___ Texte source

Les Deux Panthéons, ou l’Inauguration du Théâtre du Vaudeville

Les Deux Panthéons, ou l’Inauguration du Théâtre du Vaudeville, fragments en 3 actes en vers mêlés de vaudevilles, de Barré et Piis, 12 janvier 1792.

Théâtre du Vaudeville.

Titre :

Deux Panthéons (les), ou l’Inauguration du Théâtre du Vaudeville

Genre

comédie

Nombre d'actes :

3

Vers / prose

en vers

Musique :

vaudevilles

Date de création :

12 janvier 1792

Théâtre :

Théâtre du Vaudeville

Auteur(s) des paroles :

Barré et Piis

Almanach des Muses 1793

Pièce représentée à l'ouverture du Théâtre du Vaudeville. Scènes à tiroir.

De l'imagination, des longueurs, de jolis couplets.

Sur la page de titre de la brochure, à Paris, à la Salle du Théâtre du Vaudeville, janvier 1792 :

Les deux Panthéons, ou l’inauguration du Théâtre du Vaudeville, Fragments en trois Actes, en vers mêlés de vaudeville ;, Par M. de Piis. Représentée pour la première fois, à l’ouverture du Théâtre du Vaudeville, rue de Chartres, au local ci-devant appelé Panthéon.

Le Français né malin, créa le Vaudeville,
Agréable, indiscret; qui conduit par le chant,
Vole de bouche en bouche et s’accroit en marchant.
La liberté française en ses vers se déploie ;
Cet enfant de plaisir veut naître dans la joie.

Boileau, Art poétique.

Mercure Français, n° 5 du samedi 4 février 1792, p. 34-36 :

[1792, c’est l’année de création du Théâtre du Vaudeville, appelé à abriter une activité très grande en matière de création dramatique. La salle nouvelle est « fort jolie », plus grcieuse que luxueuse, et c’est très bien ainsi. Mais elle est un peu petite. L’inauguration a été marquée par une pièce spéciale, chargée de présenter « tous les nouveaux Sujets dans l’emploi auquel chacun d’eux est destiné ». C’est de Piis qui a écrit une pièce que le critique trouve bien trop longue : elle a occupé toute une soirée, alors que le vaudeville doit être « une production joyeuse […] aussi rapide que légere ». L’idée de présenter la troupe est bonne, et le premier acte remplit bien cette fonction. Mais les deux autres actes ont ennuyé : le deuxième est allégorique et n’a « aucun but », le troisième est censé montrer les adversaires du Vaudeville tentant d’entrer dans son théâtre. Mais si certains adversaires, comme le drame, sont bien des adversaires du Vaudeville, la Musique, indispensable au Vaudeville, ne peut être son ennemi (le critique tient à développer cette idée, une invraisemblance à ses yeux). La réduction de la pièce à son seul premier acte, associé à « plusieurs jolis Ouvrages » du Théâtre Italien, a bien réussi à la deuxième représentation. Les acteurs présentés par le Théâtre du vaudeville ont eu des succès divers : parmi ces très nombreux Sujets, certains ont été vaincus par la timidité, tandis que d’autres ont montré un talent pour le chant et l’interprétation des couplets. Et le critique a apprécié la présence de « plusieurs jeunes filles d’une fort belle figure », qualité utile « pour un Spectacle consacré à la gaîté ». L’article s’achève sur une information à laquelle Piis tient apparemment beaucoup : il veut qu’on sache qu’il n’est pour rien dans la création et l’administration du nouveau théâtre où il se contente de faire jouer ses pièces.

______

→ Exercices:
• A. D'après le texte sur Les Deux Panthéons, dans quelle rue se trouvait le Théâtre du Vaudeville à son ouverture ?
• B. Relevez toutes les rubriques de la fiche descriptive qui ouvre le texte sur Les Deux Panthéons.
• C. Poursuivez le texte sur Les Deux Panthéons à partir de sa dernière phrase.

___ Lignes de données

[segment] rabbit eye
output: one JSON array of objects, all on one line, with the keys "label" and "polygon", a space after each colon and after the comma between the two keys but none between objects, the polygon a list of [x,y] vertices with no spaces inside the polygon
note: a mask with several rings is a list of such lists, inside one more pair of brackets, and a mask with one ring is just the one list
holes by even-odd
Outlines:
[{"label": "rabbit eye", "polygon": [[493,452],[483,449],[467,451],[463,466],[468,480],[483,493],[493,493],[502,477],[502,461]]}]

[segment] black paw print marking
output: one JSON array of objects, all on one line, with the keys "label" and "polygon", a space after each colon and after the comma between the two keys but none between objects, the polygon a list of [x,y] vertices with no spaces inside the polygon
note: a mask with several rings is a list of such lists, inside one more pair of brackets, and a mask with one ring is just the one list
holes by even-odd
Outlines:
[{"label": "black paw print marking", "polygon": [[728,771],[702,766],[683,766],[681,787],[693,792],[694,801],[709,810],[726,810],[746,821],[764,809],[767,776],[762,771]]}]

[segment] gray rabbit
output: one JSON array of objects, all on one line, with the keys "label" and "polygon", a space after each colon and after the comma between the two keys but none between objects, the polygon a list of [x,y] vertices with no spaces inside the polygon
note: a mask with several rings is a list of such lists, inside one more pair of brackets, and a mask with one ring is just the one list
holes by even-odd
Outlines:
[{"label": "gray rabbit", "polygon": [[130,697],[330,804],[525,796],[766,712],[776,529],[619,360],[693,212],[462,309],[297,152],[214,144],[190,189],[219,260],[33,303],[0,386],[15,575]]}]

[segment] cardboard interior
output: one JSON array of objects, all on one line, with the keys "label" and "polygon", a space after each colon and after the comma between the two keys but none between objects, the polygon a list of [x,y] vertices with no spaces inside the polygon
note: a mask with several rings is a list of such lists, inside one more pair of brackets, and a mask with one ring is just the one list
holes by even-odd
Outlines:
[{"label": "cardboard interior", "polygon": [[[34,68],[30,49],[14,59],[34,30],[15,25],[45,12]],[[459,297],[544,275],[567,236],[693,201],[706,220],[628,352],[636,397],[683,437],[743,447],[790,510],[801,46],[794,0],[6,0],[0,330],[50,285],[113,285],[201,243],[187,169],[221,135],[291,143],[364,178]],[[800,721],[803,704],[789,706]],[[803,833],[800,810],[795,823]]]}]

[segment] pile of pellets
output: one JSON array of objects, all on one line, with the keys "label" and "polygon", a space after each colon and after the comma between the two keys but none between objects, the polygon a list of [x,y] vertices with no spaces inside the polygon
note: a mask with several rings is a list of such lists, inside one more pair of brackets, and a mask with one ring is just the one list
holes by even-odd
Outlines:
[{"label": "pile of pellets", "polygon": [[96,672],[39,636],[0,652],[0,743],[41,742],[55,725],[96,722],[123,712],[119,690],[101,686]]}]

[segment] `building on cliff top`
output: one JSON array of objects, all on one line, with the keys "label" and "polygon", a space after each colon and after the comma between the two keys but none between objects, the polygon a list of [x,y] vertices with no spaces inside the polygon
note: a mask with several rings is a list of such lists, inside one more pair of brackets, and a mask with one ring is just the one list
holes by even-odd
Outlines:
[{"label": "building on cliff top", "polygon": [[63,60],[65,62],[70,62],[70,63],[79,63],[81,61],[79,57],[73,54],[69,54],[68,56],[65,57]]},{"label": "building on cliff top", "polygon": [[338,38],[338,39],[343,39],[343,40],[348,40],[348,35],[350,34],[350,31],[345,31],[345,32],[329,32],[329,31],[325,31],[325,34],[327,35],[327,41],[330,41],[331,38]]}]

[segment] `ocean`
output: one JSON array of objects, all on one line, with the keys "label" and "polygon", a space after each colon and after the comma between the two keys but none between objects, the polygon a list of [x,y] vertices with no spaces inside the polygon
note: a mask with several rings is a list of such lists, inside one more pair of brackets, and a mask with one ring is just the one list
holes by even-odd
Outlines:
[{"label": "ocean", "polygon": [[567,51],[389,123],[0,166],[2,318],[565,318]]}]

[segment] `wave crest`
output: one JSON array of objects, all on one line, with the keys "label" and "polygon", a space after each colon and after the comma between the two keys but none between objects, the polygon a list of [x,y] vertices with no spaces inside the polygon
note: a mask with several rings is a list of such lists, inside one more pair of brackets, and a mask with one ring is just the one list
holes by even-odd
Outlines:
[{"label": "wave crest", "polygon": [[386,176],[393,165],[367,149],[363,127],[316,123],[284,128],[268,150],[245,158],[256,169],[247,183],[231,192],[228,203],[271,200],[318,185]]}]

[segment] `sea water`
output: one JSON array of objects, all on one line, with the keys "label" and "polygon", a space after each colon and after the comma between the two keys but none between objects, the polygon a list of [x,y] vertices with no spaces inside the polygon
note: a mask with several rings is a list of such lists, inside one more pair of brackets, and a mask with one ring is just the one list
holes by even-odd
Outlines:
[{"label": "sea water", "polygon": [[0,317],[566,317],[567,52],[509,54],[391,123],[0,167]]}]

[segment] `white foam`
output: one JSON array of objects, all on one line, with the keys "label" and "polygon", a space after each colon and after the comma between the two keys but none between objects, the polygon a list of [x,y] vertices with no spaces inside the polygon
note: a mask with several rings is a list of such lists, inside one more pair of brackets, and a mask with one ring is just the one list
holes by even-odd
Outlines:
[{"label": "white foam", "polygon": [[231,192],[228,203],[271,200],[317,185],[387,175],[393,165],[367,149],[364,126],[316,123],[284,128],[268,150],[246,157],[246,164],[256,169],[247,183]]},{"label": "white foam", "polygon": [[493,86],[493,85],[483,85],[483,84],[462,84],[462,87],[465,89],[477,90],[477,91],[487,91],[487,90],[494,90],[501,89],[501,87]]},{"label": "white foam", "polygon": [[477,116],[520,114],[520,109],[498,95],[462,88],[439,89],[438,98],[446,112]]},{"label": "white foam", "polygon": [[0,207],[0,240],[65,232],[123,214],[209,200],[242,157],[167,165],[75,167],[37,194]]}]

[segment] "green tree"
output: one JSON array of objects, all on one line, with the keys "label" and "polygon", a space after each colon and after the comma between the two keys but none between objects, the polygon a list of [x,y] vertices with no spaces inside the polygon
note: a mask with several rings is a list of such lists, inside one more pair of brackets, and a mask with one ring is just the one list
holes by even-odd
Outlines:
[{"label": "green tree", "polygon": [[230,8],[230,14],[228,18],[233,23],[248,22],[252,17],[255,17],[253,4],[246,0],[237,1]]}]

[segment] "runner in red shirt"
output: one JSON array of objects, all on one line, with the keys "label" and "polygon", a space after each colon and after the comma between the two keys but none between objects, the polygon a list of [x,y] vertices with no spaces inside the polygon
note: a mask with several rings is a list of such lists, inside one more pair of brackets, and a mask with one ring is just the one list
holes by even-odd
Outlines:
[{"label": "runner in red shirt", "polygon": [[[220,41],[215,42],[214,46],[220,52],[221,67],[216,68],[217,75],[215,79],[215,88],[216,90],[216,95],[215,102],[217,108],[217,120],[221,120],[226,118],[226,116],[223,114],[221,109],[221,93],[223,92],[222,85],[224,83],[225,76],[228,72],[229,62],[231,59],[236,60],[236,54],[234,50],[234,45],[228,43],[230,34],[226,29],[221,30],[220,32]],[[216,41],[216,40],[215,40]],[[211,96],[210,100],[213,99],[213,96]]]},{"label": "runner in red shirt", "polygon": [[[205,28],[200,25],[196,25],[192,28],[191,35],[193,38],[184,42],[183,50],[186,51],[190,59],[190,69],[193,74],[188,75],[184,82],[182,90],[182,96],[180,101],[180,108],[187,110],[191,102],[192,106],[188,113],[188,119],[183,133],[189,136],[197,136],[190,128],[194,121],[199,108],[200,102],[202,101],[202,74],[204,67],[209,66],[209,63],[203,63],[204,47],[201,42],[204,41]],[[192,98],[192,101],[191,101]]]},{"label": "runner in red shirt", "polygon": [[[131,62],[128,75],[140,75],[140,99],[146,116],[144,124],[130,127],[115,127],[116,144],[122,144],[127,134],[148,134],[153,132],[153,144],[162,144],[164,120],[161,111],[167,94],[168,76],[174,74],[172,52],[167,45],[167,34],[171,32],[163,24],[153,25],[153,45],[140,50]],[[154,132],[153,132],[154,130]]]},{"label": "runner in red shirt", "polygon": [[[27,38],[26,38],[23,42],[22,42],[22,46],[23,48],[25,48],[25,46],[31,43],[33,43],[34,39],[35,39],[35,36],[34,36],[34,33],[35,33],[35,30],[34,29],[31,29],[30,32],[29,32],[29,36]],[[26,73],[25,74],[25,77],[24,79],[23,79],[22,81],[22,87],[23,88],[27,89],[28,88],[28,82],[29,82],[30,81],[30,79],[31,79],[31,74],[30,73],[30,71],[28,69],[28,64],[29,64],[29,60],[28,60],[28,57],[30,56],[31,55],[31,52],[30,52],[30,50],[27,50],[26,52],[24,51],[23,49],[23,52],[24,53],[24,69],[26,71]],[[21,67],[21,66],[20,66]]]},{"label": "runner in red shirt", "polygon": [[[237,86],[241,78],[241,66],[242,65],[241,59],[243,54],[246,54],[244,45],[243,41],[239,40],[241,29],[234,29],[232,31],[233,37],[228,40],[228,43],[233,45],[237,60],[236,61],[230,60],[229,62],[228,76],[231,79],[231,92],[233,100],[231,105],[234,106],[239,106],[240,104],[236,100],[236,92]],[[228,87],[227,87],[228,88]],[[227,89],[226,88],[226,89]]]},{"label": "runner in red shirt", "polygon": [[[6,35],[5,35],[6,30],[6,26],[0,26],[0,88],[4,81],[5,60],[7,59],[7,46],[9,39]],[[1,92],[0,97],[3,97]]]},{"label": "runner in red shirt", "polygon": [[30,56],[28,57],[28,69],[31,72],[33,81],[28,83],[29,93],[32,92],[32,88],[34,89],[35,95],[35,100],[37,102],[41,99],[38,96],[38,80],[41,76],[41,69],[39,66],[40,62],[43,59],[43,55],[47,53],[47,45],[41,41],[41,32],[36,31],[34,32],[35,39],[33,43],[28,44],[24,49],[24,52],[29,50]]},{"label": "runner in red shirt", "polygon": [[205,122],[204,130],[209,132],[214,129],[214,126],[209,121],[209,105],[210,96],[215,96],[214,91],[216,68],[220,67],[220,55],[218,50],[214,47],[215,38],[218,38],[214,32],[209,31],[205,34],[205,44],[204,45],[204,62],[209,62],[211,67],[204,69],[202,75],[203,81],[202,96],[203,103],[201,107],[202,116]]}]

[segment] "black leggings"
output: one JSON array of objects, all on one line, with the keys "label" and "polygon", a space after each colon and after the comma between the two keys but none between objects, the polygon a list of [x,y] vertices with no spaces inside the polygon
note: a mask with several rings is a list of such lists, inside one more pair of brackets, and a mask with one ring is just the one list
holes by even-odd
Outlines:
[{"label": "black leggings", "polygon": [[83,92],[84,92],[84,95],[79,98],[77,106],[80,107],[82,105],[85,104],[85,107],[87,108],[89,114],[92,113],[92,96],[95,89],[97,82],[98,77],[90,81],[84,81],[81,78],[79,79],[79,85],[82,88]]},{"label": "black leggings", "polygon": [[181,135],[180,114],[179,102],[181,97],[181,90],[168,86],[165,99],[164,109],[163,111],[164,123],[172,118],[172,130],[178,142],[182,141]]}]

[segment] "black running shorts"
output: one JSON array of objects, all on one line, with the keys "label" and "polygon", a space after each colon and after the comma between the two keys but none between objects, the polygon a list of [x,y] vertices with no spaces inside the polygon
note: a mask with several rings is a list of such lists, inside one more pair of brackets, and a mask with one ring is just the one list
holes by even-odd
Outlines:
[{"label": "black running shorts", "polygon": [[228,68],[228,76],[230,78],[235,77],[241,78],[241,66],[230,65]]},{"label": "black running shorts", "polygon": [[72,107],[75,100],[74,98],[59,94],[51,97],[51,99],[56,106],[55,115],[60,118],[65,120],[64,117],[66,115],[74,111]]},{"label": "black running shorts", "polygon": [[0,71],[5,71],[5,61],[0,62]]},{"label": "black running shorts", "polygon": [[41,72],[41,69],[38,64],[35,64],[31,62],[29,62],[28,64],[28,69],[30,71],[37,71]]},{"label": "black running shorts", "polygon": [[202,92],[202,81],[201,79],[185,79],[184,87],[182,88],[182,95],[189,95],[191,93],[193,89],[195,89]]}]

______

→ Corrigé:
• A. Rue de Chartres.

• B. Titre, Genre, Nombre d'actes, Vers / prose, Musique, Date de création, Théâtre, Auteur(s) des paroles.

• C.
A noter : l'article ne donne pas le titre de la pièce !]

Le Théâtre du Vaudeville vient de s'ouvrir, dans une Salle fort jolie, bâtie au Panthéon, par le célebre architecte M. Lenoir. Tout le monde convient des agrémens que cette Salle offre aux Spectateurs. Elégante & simple, elle a plus de grace que de magnificence, & elle est en cela plus analogue au genre de Spectacle que l’on y doit représenter. On convient encore que le Théâtre est trop petit ; mais le local seul s’est opposé à ce qu’il fût plus vaste.

M. de Piis s’est chargé de la Piece qui a servi à l’inauguration ; il s’est sans doute laissé trop aller à la prodigieuse abondance de ses idées, à la facilité extraordinaire avec laquelle il produit des Couplets charmans. Cette Piece, qui tenait à elle seule toute la durée d’un long Spectacle, a paru beaucoup trop étendue. Ce n’est pas qu’elle ne soit semée d’une grande quantité de traits fins & pleins d’esprit ; mais cette continuité même d’esprit est fatigante : qui pourrait lire de suite un Recueil de Madrigaux ou d’Epigramme ? Le Vaudeville est fait pour plaire toujours à la Nation Française ; mais cette production joyeuse doit être aussi rapide qu’elle est légere. Une Piece sur-tout, destinée seulement à célébrer l’inauguration de ce Théâtre, ne pouvant comporter aucune espece d’intérêt dramatique, ne devait qu’effleurer la matiere. On ne devait rien approfondir sans tout gâter.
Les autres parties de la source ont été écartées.